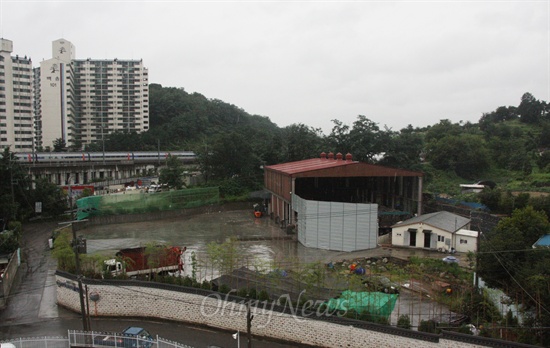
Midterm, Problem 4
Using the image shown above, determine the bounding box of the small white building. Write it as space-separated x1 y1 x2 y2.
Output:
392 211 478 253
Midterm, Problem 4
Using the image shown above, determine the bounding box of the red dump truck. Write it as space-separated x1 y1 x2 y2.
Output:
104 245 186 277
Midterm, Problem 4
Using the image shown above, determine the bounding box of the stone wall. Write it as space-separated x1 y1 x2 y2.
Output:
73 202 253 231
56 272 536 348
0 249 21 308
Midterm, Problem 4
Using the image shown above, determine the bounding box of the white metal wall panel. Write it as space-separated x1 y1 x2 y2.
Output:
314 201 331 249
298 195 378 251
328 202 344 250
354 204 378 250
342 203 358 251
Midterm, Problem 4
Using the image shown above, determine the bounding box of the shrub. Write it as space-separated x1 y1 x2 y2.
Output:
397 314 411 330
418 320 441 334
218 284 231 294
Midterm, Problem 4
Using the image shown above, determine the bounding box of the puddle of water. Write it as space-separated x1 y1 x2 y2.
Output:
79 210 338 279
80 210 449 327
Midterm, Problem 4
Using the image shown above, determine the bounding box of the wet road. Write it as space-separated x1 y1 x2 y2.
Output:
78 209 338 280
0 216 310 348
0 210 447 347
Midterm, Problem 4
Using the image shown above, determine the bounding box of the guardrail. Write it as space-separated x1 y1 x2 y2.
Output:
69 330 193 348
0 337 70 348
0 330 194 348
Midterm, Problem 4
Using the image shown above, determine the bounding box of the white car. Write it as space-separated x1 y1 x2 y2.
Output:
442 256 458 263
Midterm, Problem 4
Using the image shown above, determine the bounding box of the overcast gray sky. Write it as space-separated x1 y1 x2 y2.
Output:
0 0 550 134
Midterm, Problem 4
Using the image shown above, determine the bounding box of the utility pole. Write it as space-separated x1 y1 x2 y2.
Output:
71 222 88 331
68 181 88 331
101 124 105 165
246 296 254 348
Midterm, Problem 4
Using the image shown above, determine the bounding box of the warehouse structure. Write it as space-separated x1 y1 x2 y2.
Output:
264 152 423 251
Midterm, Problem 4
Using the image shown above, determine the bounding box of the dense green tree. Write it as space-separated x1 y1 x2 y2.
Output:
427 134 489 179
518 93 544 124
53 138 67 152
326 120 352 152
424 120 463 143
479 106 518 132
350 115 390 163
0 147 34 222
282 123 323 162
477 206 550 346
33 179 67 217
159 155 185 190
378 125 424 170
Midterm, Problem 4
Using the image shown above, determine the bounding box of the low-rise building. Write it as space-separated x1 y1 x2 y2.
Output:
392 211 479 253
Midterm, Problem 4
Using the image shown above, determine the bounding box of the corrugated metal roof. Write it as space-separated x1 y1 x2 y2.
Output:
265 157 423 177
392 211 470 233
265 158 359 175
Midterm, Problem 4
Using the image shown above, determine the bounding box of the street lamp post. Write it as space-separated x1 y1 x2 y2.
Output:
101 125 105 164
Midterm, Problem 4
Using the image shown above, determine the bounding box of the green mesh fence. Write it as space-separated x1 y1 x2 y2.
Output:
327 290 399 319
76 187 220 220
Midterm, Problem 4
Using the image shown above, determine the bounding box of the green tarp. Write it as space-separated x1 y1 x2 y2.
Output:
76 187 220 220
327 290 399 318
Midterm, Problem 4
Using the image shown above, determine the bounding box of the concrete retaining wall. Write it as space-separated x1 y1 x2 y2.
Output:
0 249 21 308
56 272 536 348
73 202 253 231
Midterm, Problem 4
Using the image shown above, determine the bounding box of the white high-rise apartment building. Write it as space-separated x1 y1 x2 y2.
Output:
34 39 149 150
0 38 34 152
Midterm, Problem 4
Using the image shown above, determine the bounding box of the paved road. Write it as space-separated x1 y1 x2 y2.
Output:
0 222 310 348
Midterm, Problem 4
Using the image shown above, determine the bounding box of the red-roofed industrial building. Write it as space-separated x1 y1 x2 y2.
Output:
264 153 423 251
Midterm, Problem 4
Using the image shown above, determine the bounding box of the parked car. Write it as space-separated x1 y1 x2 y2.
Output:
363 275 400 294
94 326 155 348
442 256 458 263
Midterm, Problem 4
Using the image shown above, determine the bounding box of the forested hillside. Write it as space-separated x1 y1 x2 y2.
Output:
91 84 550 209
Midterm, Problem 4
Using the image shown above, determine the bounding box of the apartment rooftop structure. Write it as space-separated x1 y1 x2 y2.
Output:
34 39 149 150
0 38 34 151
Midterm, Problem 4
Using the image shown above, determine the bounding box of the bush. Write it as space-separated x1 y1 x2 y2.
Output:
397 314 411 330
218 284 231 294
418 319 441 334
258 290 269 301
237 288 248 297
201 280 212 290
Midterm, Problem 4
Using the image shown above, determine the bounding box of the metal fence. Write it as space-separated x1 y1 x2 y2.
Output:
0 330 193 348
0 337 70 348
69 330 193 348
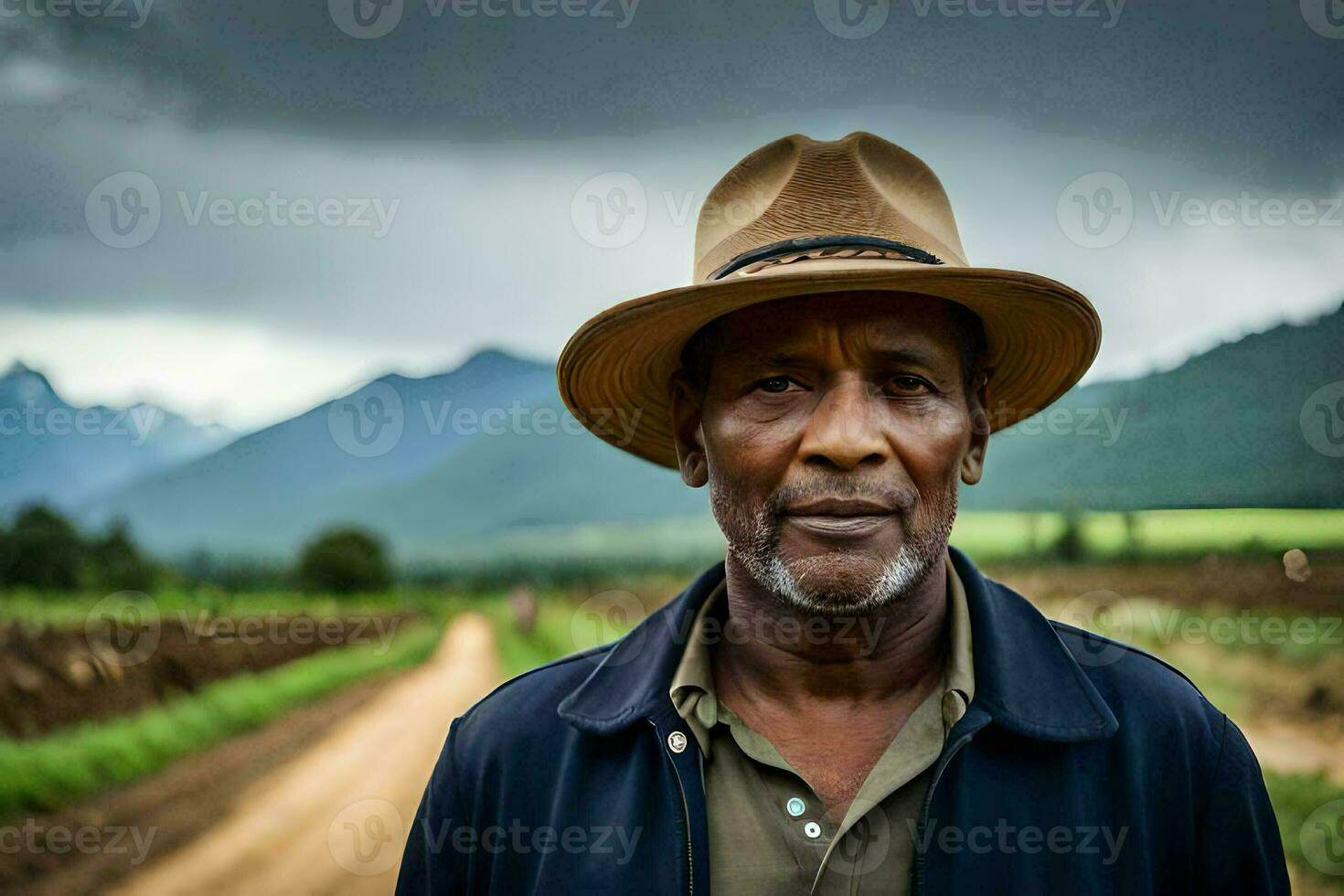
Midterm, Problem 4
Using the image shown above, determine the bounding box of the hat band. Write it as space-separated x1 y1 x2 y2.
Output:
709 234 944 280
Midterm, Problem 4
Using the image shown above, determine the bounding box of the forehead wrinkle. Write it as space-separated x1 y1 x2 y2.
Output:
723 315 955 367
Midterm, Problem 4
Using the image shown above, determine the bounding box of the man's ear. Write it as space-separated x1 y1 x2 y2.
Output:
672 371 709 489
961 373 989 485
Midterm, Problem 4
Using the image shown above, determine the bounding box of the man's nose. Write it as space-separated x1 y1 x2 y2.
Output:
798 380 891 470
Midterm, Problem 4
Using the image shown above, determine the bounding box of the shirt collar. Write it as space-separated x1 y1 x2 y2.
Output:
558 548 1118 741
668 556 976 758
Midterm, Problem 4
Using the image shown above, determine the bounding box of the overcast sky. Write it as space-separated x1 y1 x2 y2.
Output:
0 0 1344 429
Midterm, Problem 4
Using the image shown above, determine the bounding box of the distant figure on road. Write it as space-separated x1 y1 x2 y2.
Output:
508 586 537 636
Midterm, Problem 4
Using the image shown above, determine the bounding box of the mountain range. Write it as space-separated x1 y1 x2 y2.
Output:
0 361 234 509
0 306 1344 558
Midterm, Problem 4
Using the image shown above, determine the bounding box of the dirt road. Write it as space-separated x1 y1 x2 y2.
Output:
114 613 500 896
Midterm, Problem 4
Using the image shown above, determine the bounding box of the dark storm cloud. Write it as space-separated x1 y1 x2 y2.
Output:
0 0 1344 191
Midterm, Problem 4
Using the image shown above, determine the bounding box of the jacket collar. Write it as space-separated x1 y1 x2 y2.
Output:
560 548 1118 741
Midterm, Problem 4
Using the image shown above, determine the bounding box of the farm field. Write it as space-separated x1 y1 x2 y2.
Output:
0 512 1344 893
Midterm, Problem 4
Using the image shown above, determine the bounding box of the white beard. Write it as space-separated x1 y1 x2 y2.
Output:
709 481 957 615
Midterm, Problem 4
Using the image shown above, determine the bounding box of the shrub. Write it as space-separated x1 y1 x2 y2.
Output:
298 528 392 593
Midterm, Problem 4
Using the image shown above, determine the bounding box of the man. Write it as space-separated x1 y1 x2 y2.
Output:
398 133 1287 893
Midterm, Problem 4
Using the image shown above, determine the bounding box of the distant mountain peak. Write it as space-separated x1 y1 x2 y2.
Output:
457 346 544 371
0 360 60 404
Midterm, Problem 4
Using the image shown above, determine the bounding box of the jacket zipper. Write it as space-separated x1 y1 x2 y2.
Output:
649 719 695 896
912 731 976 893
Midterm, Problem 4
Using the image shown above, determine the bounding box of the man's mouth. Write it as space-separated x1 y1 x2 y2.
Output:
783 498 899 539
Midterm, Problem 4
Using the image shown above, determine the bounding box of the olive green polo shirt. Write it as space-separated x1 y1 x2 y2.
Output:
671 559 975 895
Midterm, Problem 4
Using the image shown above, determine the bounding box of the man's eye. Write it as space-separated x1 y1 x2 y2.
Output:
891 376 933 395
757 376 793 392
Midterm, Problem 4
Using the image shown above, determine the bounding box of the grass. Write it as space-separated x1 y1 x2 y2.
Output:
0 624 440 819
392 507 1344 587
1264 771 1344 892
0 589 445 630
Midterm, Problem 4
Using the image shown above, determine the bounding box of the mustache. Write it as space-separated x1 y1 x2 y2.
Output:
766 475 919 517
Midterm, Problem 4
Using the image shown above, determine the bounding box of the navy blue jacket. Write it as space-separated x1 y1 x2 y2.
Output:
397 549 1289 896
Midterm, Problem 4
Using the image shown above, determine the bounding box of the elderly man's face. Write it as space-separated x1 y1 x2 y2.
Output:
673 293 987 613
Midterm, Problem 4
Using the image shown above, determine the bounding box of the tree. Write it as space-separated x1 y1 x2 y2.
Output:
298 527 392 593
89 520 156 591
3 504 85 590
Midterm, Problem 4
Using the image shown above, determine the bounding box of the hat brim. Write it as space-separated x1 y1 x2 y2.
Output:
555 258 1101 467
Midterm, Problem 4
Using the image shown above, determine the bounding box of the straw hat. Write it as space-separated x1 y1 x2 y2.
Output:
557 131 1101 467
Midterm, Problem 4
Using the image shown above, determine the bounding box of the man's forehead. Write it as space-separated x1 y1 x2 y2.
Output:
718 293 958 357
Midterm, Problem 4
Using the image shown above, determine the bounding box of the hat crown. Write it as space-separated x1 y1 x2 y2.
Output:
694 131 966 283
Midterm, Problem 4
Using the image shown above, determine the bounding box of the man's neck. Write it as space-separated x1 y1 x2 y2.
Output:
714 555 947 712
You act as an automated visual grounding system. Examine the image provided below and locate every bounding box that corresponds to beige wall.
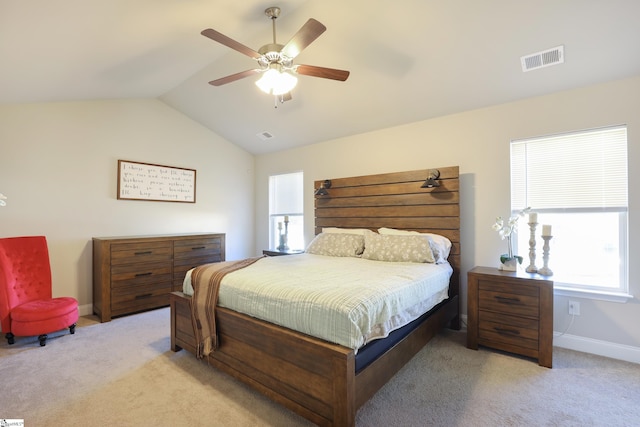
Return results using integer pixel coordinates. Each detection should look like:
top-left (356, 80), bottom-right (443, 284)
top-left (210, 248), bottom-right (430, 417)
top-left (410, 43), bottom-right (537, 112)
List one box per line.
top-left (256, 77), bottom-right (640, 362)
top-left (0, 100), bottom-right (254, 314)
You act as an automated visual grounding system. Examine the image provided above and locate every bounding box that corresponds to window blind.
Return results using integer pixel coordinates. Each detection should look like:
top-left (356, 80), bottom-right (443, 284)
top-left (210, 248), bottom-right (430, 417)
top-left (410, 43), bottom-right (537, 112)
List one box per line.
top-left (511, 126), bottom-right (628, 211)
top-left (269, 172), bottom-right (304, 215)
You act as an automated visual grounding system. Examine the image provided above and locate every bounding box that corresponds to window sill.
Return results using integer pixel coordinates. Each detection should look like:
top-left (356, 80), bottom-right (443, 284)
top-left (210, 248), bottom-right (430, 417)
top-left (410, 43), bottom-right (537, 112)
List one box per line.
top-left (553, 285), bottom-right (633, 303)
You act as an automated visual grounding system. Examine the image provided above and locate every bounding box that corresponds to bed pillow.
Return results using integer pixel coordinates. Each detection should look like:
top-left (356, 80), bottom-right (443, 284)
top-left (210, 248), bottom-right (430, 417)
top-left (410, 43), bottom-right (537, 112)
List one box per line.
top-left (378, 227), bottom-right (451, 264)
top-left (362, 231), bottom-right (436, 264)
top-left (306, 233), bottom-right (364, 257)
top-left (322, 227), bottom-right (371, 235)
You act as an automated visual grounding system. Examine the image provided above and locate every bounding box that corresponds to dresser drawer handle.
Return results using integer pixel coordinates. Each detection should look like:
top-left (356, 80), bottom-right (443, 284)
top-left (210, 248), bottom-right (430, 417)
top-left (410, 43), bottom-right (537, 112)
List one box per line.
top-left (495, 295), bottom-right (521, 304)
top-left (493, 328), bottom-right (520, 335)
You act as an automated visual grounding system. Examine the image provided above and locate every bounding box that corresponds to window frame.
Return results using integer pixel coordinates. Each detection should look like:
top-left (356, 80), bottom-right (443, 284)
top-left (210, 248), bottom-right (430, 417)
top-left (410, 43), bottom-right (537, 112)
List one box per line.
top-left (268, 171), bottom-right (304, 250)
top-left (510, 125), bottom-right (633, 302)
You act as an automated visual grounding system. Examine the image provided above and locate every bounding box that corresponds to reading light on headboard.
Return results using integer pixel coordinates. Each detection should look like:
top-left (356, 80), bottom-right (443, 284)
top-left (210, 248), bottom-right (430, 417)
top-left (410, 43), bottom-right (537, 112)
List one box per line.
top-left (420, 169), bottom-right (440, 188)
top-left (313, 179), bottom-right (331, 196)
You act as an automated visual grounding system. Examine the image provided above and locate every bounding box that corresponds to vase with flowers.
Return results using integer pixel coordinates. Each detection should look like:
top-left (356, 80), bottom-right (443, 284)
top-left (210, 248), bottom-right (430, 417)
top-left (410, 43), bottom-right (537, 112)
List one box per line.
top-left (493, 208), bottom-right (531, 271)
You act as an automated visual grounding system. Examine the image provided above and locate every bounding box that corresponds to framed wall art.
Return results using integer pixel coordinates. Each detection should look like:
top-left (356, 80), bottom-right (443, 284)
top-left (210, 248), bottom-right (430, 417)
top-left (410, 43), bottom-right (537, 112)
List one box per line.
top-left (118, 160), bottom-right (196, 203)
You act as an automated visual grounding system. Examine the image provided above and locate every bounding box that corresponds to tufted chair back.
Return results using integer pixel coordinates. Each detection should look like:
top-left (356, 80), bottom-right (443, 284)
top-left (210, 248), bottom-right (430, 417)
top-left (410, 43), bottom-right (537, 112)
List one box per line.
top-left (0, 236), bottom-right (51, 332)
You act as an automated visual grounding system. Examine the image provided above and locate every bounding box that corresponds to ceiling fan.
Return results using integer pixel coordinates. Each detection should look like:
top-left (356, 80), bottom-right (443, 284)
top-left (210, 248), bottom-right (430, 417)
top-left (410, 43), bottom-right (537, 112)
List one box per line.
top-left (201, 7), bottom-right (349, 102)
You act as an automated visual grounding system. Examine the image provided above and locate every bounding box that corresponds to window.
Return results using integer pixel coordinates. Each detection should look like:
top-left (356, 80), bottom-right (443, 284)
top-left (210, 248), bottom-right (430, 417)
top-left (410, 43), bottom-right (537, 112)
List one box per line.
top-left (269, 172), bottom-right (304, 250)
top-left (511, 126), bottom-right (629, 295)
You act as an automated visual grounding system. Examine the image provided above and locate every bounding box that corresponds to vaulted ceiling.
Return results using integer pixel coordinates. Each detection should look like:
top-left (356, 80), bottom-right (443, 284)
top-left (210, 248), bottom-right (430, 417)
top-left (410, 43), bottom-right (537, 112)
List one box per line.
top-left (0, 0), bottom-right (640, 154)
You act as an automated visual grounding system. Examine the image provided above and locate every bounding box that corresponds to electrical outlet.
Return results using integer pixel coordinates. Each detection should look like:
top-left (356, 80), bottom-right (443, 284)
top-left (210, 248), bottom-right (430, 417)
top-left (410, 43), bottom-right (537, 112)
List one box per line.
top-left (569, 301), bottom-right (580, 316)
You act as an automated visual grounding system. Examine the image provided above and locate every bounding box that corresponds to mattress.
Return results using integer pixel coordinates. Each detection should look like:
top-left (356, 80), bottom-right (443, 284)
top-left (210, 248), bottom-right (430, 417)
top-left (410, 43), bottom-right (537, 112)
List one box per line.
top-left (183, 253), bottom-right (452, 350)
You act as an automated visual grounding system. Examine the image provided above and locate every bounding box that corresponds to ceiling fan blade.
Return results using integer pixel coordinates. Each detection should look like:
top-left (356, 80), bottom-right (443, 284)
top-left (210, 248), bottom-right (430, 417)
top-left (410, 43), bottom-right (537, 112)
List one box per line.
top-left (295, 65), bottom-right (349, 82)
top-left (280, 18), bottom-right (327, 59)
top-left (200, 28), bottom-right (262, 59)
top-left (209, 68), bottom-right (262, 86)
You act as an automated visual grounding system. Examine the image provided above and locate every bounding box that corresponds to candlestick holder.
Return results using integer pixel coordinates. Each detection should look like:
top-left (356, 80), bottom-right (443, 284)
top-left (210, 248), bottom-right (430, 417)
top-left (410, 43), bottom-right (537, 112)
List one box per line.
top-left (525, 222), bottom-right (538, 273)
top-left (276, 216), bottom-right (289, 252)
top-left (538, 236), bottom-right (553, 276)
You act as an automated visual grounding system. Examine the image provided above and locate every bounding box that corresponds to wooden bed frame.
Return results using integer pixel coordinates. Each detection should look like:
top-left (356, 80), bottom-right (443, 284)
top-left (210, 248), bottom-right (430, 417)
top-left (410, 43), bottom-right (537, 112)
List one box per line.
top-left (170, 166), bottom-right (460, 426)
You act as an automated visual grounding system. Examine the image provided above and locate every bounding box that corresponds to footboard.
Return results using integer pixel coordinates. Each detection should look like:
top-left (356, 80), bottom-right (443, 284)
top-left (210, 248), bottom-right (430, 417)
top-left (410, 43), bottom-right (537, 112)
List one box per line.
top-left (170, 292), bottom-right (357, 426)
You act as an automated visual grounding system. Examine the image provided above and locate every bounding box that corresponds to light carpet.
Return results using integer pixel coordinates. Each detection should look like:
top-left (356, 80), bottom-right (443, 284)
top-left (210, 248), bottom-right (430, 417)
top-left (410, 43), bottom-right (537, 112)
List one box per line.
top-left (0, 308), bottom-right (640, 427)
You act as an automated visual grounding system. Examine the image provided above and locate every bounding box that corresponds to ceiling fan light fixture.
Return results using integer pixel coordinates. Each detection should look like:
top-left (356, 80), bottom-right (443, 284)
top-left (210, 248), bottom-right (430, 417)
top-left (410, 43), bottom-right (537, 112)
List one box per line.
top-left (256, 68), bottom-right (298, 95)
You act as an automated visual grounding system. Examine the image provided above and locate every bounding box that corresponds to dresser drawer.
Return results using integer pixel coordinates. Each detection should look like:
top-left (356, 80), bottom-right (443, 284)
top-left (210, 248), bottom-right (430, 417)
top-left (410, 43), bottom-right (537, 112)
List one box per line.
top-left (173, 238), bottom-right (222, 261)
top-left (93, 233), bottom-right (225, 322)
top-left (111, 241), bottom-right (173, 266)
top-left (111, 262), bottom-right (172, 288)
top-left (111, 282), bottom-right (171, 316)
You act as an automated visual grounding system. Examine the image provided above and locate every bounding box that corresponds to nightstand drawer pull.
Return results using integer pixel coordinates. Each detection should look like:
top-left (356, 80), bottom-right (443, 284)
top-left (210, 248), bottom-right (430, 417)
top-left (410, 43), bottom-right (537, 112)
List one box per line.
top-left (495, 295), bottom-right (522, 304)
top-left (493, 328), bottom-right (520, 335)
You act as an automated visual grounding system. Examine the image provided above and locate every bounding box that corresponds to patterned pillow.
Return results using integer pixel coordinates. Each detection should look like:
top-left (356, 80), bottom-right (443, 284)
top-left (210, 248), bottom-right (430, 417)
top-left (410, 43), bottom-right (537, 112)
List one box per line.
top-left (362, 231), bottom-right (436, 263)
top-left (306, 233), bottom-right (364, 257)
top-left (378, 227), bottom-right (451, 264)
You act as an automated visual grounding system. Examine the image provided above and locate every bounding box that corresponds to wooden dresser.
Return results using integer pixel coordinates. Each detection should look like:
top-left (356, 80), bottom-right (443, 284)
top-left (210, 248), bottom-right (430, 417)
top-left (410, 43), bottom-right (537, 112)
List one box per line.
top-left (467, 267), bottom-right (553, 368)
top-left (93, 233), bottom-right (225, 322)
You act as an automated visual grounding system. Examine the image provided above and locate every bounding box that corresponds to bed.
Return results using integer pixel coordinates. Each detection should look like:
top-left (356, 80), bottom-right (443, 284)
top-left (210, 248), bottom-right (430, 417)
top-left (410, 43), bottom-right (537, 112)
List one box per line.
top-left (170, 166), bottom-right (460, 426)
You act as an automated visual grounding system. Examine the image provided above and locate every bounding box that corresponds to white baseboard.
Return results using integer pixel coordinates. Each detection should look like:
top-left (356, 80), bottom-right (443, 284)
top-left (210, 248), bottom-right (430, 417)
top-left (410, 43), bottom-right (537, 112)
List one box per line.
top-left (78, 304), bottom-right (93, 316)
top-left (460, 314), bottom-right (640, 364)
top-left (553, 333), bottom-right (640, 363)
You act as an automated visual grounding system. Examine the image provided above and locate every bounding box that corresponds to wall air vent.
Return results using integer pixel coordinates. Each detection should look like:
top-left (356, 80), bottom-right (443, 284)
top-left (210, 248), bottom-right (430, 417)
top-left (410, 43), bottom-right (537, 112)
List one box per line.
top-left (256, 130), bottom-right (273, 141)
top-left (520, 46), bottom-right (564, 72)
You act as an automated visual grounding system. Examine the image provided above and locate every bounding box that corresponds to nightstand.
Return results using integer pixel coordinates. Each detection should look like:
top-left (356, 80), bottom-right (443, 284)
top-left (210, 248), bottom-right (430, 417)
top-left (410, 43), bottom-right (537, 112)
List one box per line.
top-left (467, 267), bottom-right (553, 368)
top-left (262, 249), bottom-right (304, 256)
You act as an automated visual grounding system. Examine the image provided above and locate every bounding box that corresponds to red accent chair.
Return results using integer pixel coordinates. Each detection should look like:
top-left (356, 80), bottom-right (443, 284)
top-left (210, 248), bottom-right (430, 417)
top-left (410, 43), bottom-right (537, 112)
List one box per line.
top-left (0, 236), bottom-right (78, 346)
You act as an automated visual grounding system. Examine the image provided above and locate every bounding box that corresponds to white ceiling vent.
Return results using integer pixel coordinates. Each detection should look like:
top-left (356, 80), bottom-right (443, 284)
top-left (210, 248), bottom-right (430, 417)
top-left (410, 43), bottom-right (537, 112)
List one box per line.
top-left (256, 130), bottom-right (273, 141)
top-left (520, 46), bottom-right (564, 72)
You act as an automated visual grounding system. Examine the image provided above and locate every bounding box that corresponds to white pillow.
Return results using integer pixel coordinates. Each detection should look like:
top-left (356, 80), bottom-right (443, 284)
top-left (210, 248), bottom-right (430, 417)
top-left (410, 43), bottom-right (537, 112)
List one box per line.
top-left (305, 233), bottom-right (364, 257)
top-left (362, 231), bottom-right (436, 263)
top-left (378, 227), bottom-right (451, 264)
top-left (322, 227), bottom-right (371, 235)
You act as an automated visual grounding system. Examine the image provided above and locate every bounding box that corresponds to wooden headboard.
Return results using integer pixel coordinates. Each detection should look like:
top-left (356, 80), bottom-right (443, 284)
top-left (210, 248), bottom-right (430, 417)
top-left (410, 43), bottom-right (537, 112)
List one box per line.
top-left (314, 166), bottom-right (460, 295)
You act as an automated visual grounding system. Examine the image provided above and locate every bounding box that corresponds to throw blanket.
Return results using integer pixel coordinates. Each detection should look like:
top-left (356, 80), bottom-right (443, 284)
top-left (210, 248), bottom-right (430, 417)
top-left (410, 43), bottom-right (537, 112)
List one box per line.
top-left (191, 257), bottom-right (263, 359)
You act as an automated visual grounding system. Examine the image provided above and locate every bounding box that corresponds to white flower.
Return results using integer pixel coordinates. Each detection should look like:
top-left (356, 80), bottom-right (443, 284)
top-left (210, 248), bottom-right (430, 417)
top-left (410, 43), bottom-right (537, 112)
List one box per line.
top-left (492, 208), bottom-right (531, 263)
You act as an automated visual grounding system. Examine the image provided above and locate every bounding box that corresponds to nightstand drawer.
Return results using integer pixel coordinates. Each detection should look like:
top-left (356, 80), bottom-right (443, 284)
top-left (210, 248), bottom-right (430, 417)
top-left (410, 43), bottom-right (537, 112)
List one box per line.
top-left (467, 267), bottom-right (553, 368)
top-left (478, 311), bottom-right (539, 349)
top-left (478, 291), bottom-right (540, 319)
● ● ● ● ● ● ●
[PROBLEM STATEMENT] Rewrite the entries from the line with "to electrical outlet." through the line with "top-left (209, 68), bottom-right (262, 86)", changing "automated" to "automatic" and leaving everything else the same.

[FINAL RESULT]
You act as an automatic visual grounding system. Examine the image provided above and locate every bounding box that corresponds to electrical outlet.
Return results using integer pixel coordinates. Each detection should look like:
top-left (356, 80), bottom-right (443, 284)
top-left (210, 248), bottom-right (430, 417)
top-left (410, 43), bottom-right (537, 112)
List one box per line.
top-left (569, 301), bottom-right (580, 316)
You act as an automatic visual grounding system. Examine the image provided above and locate every bounding box that corresponds to mattress.
Return results using integer pixel coordinates. Each detection should look like:
top-left (356, 80), bottom-right (443, 284)
top-left (210, 248), bottom-right (430, 417)
top-left (410, 43), bottom-right (537, 112)
List one box per line.
top-left (183, 253), bottom-right (452, 350)
You act as an automatic visual grounding system. Examine the image provided above and locate every bounding box that corresponds to ceiling fan blade.
Return results using integer pixel coordinates. Each detection should look like:
top-left (356, 80), bottom-right (443, 284)
top-left (210, 248), bottom-right (430, 417)
top-left (410, 43), bottom-right (537, 112)
List one box per line.
top-left (295, 65), bottom-right (349, 82)
top-left (280, 18), bottom-right (327, 59)
top-left (200, 28), bottom-right (262, 59)
top-left (209, 68), bottom-right (262, 86)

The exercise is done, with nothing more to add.